** begin **
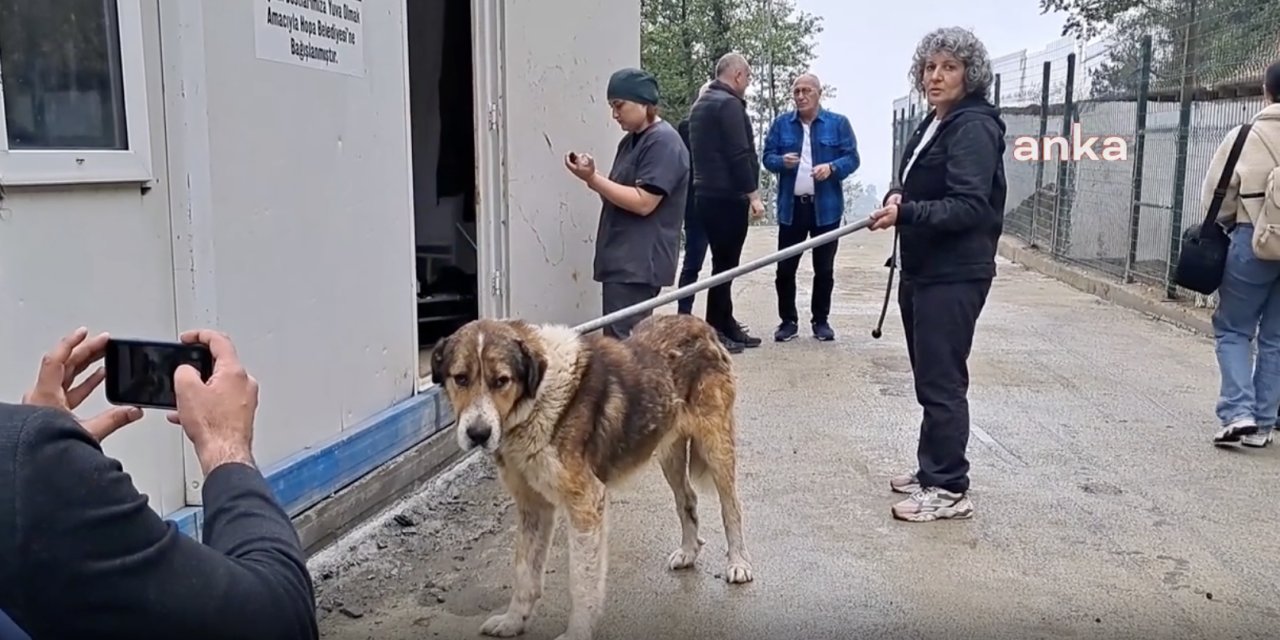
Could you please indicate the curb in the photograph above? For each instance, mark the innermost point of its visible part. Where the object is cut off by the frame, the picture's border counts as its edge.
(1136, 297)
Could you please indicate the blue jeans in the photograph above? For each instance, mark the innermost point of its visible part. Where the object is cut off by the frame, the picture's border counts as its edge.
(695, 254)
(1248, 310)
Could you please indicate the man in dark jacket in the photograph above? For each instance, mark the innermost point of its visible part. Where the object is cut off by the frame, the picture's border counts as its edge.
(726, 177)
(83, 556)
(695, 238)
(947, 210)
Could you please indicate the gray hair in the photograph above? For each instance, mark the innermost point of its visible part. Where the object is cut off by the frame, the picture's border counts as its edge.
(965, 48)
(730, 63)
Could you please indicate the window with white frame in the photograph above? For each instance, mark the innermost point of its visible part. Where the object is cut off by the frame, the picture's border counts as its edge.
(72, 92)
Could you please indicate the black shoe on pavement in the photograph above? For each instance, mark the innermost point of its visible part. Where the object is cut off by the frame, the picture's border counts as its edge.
** end **
:: What this task involves ::
Rewrite every line of the records above as a JSON list of strings, one string per line, with blank lines skipped. Leave the pictures out.

:: Reply ::
[
  "Could you please indicate the curb in the photograph above? For each instance, mark the innermost point of its visible part. Where the object is cut off by the frame, the picture's border counts as its edge.",
  "(1136, 297)",
  "Could you please indicate the blue jeans in the photograph above? For each instance, mark the innermost point of its visible part. Where the object is cut off by the frame, the picture's border counts as its edge.",
  "(695, 254)",
  "(1248, 310)",
  "Could you please indicate the man in dark jacket in the photograph above? For each instance, mark the innermost point of its visible part. Where the object is cut off by the frame, the picture's border counts as its edge.",
  "(726, 177)",
  "(83, 556)",
  "(695, 238)",
  "(947, 210)",
  "Could you please indicate the gray hair in the photograph above? For each instance, mark the innermost point of its visible part. Where the object is cut off by the frame, the picture's border counts as its edge.",
  "(965, 48)",
  "(730, 63)",
  "Could you please indicate the window with white frame in the photograph above? For each instance, mark the innermost point of its visible part. Where the object is cut off by the frame, the picture's border counts as its edge.",
  "(72, 92)",
  "Could you please indicate the black shoe on pavement in the photograph above? For each instance, mark the innermost point of its visible part. Where the object is cut off by the frame, the picture's border counts as its edge."
]